- [AIM OF THE EXERCISE]
Revise the lines below from the line with "the ferret's neck" to the line with "column 29, row 313", changing "pick planner" to "grasp planner" and leaving everything else as it is.

- [Data items]
•••••

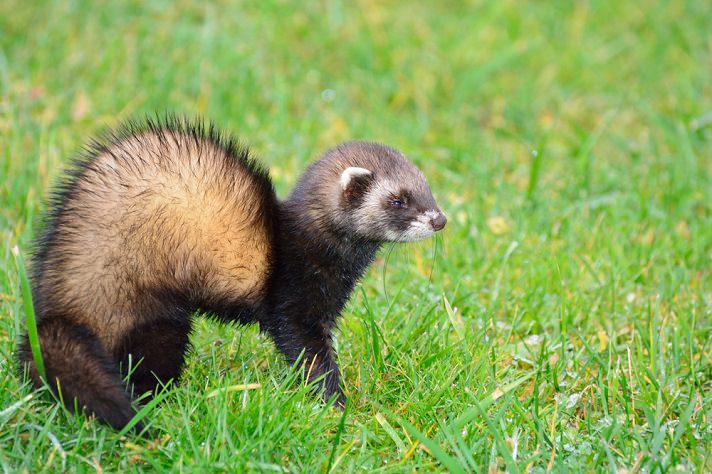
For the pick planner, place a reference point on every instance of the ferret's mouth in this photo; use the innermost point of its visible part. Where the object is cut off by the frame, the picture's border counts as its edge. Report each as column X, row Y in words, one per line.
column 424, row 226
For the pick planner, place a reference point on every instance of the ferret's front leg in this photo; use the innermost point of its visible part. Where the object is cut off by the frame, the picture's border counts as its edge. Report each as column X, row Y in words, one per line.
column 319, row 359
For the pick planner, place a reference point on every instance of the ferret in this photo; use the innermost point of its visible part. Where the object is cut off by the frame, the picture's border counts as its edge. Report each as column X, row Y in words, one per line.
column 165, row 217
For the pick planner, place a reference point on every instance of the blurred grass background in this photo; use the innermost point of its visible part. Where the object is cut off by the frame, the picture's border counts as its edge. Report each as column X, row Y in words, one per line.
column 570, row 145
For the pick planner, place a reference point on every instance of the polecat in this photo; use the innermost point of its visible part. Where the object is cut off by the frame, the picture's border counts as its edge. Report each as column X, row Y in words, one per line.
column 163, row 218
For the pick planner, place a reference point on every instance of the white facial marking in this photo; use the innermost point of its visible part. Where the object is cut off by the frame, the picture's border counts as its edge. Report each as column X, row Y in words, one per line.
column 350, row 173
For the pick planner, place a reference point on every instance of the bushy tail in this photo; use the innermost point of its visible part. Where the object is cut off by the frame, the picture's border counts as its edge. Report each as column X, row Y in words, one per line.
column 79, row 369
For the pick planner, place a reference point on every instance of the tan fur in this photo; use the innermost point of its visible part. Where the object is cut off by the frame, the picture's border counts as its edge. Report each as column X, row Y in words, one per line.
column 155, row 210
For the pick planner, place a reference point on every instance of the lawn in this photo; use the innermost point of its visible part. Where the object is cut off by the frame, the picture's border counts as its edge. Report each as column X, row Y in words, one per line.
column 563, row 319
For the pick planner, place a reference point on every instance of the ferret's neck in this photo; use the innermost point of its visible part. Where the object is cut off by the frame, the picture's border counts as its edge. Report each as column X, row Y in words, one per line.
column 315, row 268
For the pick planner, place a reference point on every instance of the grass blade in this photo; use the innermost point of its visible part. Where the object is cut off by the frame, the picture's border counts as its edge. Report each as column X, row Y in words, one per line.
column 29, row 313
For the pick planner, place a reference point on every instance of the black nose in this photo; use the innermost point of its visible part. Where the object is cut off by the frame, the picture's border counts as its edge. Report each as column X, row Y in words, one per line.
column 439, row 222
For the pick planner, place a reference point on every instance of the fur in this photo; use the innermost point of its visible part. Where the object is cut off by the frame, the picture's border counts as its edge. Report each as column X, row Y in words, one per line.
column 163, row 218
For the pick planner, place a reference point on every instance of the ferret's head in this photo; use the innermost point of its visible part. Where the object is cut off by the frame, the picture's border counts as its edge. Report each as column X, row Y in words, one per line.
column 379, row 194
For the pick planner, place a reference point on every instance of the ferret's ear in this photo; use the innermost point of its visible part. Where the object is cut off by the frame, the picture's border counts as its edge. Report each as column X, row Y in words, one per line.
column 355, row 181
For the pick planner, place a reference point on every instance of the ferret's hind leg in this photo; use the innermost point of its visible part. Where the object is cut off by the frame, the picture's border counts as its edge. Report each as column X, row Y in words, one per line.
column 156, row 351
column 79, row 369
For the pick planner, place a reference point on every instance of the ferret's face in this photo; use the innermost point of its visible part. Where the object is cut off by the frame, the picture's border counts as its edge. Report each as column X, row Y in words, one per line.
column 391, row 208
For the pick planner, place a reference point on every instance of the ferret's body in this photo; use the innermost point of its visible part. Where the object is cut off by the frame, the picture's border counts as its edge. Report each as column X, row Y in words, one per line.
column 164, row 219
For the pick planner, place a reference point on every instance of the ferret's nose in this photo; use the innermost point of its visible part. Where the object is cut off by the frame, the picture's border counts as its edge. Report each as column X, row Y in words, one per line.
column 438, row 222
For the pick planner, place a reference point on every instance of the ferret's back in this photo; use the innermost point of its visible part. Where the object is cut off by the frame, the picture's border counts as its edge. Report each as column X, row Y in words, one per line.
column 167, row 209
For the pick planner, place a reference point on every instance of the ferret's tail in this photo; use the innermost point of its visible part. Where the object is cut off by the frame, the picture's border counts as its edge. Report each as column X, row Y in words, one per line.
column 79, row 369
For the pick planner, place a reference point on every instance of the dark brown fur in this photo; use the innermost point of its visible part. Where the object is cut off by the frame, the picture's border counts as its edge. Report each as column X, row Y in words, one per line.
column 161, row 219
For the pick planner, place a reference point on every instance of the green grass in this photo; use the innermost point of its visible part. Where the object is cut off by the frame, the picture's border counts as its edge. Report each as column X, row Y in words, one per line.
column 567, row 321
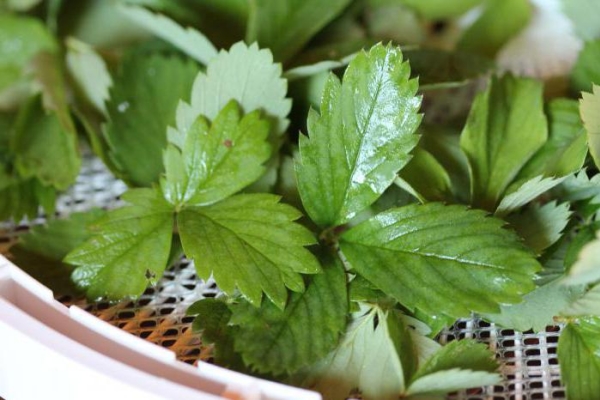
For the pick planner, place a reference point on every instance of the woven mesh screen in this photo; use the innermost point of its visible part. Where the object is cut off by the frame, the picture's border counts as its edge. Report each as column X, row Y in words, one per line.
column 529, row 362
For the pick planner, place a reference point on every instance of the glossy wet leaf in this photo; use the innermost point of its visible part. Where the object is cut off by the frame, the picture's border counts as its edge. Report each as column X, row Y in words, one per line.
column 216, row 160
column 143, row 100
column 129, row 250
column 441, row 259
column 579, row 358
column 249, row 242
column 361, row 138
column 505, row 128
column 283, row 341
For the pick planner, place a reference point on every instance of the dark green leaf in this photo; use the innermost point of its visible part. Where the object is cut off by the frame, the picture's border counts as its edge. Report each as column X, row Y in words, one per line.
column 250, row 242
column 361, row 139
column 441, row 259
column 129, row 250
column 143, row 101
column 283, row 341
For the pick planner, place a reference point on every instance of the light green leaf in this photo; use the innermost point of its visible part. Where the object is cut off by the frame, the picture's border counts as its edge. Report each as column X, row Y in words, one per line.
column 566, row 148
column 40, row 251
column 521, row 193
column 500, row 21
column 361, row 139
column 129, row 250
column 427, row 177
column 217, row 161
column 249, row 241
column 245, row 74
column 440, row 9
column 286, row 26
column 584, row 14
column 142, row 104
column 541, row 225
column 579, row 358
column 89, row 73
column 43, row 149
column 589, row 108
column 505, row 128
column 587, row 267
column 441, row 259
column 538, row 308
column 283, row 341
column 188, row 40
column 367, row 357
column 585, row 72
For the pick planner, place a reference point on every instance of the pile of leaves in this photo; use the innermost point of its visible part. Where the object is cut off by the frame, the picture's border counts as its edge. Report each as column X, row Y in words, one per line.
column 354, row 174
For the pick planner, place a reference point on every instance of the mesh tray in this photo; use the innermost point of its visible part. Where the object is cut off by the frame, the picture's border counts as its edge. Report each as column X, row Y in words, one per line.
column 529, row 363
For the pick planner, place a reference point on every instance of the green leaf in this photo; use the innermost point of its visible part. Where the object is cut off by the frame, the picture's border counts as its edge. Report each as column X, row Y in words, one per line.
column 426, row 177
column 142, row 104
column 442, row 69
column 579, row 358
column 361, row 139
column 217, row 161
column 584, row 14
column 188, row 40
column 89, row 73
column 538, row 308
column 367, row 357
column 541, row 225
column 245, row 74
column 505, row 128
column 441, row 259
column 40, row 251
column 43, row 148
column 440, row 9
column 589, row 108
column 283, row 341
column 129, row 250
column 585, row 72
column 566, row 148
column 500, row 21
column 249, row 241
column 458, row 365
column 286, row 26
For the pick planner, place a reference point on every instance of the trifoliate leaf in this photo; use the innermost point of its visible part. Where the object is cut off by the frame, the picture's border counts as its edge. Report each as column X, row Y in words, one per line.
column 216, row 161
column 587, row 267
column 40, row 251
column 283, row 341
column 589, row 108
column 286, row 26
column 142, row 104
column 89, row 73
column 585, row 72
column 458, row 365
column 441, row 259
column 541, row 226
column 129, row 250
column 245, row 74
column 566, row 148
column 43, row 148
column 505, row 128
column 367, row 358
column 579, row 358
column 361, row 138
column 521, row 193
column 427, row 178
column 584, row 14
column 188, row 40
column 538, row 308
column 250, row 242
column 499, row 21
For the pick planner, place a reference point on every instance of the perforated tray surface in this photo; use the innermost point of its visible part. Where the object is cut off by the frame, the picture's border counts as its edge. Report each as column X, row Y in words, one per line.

•••••

- [RESPONSE BELOW]
For the grasp planner, place a reference point on every instance of the ferret's neck in this photo; use the innermost point of its visible part. Where the object is cut off by the frame, the picture's border counts as its edge. Report each as column X, row Y in words, one per line.
column 315, row 268
For the grasp planner, place a reference point on every instance of the grass blade in this photo; use the innermost point of its visible part. Where the object is cut off by the frame, the picture's border counts as its edge. Report each as column X, row Y in words, one per line.
column 29, row 313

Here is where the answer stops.